_Exercise requirements_
A) In the mask-wearing column, where does the writer work?
B) Shorten the paragraph of the mask-wearing column that begins "For starters, it reduces the risk," keeping its main facts.
C) Carry on the mask-wearing column from its final sentence.

──────── Page excerpt ────────

This school year isn’t going to be normal. That’s just a fact.

Everything is different — from housing to classes to Greek recruitment. A lot of this is out of your control, but there are some things you have control over: whether or not you wear a mask and how you respond to policies that mandate mask wearing.

If you’re on social media, it’s hard to miss videos of people throwing groceries out of their shopping cart or berating Starbucks baristas because they’re being told they have to wear a mask. At my job at an ice cream shop, I’ve even had a couple of those interactions myself. 

I know it can be uncomfortable to wear a mask. 

But for your sake, and the sake of the University of Nebraska-Lincoln community, you need to wear a mask whenever you’re in public.

For starters, it reduces the risk of transmitting the coronavirus. The Centers for Disease Control explains on its website that the virus is mainly transmitted through droplets that can come from coughing, sneezing or just talking to another person. The CDC states that the best way to prevent further spread of the virus is to wear a cloth face covering whenever you are in public and unable to maintain social distancing.

──────── Information shown ────────

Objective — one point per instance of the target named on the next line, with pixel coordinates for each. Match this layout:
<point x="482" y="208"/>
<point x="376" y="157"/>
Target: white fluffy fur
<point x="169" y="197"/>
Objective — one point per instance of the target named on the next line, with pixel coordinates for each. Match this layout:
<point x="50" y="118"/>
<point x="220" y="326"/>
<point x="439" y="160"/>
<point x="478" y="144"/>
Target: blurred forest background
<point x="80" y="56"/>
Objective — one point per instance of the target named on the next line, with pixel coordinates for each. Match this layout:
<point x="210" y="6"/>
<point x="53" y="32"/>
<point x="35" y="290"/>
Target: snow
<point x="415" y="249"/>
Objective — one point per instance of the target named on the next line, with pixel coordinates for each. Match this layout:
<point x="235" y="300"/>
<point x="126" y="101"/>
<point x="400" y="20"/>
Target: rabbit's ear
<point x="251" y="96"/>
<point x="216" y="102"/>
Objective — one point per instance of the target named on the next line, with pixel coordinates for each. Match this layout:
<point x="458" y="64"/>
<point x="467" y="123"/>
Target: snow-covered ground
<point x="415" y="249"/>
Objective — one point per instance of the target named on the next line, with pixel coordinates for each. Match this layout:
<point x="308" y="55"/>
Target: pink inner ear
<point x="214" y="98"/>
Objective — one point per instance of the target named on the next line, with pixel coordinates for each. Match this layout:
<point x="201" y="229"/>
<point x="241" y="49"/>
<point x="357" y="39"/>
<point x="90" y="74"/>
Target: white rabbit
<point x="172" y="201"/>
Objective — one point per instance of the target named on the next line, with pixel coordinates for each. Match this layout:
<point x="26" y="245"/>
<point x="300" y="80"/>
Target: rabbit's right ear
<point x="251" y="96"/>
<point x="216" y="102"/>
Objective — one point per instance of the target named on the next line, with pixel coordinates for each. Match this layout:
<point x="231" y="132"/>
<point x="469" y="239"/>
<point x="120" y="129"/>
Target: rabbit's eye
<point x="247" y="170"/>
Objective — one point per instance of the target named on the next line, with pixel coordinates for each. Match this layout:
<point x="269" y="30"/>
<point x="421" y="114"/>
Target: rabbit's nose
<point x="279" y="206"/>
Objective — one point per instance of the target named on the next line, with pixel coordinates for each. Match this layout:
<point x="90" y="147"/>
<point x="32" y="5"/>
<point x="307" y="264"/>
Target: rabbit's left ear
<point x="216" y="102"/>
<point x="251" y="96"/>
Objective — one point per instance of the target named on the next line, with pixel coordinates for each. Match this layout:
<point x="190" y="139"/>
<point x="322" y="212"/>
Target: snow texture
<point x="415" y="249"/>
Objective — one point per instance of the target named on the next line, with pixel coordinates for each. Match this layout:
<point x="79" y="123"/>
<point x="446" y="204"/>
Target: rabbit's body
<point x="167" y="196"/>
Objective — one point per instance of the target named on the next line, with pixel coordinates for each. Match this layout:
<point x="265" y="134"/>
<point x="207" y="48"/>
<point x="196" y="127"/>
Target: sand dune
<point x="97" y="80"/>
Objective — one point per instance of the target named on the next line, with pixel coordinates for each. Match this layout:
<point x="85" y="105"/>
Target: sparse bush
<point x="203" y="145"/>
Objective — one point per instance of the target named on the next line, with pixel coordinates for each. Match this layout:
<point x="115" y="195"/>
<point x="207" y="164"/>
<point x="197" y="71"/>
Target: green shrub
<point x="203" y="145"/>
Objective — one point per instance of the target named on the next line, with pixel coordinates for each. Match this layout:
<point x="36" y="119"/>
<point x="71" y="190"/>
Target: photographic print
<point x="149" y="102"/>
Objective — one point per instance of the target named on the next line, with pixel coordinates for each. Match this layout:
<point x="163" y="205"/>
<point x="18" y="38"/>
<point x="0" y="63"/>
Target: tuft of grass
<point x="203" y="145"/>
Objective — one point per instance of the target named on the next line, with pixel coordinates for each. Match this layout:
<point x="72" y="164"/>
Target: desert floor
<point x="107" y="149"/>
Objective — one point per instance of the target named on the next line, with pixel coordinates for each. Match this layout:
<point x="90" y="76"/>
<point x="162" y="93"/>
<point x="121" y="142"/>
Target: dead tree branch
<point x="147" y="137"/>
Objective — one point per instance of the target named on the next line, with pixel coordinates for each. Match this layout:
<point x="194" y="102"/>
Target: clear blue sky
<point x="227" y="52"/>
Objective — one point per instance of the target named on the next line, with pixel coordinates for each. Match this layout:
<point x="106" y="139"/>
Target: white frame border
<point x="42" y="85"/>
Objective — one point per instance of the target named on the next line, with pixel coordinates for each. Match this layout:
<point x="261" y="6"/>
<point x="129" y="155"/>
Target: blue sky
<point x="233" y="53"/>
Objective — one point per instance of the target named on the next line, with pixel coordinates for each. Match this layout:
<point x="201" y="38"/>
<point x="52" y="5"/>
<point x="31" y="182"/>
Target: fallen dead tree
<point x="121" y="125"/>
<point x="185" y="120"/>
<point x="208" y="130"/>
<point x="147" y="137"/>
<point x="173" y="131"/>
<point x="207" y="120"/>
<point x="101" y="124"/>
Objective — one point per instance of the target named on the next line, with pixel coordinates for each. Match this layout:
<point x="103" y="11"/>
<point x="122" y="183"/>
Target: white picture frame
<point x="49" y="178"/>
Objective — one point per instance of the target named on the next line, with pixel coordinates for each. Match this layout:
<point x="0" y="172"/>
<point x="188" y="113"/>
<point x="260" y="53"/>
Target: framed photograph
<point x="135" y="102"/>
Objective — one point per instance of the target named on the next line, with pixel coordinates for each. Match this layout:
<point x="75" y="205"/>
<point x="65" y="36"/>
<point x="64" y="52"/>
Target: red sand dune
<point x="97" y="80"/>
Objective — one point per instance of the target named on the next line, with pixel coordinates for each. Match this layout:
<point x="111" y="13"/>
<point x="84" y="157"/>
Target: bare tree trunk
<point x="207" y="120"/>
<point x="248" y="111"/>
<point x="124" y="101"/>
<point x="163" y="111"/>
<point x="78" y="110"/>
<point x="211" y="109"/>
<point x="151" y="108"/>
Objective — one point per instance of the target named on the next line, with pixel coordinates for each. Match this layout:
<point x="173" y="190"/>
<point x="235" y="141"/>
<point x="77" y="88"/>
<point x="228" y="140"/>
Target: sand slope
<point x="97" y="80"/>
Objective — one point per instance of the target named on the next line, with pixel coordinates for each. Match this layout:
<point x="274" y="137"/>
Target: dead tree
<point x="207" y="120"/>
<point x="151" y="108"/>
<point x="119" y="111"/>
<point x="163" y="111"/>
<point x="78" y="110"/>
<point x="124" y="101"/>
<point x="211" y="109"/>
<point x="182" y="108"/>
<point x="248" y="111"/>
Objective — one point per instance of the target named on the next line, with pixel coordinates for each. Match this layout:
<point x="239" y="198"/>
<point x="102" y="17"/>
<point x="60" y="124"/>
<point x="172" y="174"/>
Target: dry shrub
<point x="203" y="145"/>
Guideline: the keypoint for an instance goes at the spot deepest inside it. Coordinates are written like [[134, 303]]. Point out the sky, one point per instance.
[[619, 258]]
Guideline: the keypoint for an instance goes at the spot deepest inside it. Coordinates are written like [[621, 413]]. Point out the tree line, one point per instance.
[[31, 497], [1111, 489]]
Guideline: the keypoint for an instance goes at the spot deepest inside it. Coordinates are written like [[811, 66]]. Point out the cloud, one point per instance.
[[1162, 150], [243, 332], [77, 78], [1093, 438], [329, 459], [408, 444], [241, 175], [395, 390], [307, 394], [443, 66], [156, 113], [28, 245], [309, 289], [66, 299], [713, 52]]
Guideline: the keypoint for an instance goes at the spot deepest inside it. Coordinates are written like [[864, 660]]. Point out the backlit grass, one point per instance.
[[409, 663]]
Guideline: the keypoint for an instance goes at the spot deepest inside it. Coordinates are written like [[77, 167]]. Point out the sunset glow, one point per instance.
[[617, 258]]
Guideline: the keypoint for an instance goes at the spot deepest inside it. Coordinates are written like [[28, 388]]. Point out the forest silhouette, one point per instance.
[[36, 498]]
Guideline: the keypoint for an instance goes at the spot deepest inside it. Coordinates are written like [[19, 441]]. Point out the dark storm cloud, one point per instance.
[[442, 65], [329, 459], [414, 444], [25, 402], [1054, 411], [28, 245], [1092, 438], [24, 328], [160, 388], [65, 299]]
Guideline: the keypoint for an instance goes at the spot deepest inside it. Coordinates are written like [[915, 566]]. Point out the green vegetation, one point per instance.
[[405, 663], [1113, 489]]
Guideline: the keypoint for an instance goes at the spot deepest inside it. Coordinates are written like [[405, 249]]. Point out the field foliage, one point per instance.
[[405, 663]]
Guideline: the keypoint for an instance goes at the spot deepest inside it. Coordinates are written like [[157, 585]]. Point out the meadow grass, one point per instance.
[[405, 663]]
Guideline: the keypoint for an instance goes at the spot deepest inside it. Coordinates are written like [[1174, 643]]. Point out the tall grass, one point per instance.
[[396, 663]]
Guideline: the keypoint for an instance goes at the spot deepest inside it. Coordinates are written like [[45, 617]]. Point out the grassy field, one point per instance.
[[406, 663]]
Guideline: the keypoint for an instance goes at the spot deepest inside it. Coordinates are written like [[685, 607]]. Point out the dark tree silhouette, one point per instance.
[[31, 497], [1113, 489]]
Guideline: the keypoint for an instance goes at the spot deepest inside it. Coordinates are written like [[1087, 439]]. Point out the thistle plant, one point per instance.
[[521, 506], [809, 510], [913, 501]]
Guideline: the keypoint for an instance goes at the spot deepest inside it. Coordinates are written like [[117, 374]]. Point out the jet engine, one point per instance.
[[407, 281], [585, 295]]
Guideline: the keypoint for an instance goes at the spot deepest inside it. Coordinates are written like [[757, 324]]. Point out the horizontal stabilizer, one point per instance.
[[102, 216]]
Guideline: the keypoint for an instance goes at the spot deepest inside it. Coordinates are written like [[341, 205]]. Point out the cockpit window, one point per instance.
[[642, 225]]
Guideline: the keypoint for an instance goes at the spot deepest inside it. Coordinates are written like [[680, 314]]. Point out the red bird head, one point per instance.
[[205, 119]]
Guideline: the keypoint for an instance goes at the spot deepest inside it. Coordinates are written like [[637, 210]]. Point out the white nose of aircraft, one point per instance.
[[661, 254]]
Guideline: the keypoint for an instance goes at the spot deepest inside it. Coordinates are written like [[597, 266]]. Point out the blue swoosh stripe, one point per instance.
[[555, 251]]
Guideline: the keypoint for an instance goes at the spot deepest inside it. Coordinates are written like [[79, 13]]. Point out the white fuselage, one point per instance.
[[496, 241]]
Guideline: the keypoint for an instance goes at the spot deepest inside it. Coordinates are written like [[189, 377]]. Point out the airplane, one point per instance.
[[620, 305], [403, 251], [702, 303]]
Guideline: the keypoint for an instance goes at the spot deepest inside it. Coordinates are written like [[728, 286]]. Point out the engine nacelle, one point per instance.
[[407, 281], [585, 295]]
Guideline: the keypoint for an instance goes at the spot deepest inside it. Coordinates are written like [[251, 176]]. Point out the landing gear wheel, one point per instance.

────────

_Outputs for the tasks_
A) At an ice cream shop.

B) Wearing a mask lowers the risk of transmitting the coronavirus. The CDC says the virus spreads mainly through droplets from coughing, sneezing or talking. It recommends a cloth face covering in public whenever social distancing is not possible as the best way to prevent further spread.

C)
A lot of people, especially college students, aren’t too worried about getting the virus. But here’s the thing: wearing a mask isn’t for you. It doesn’t give you very much protection from the virus. The only proven way to prevent yourself from getting sick is to stay at home or stay at least 6 feet away from people at all times. 

Wearing a mask, however, has been proven to reduce transmission from the person wearing the mask to others in recent students from The New England Journal of Medicine, Journal of the American Medical Association, the Canadian Medical Association Journal and more. Masks keep in the droplets that typically move freely about the air when you’re not wearing one, meaning other people are a lot less likely to be infected by you.

Even if you are completely asymptomatic and don’t think you’ve been near anyone who has the virus, you still need to wear a mask. The only way to be sure you don’t have the virus is to be tested, but even then, you could run into someone who has the virus immediately after leaving the testing center, become infected and, by not wearing a mask, spread it to others.

Wearing a mask really isn’t that difficult. Before I started working again in June, I didn’t leave my house for two whole months except for walks around my neighborhood. When I went on those walks, I brought a mask, but I only wore it when there were other people around because I hated feeling my breath on my face so much.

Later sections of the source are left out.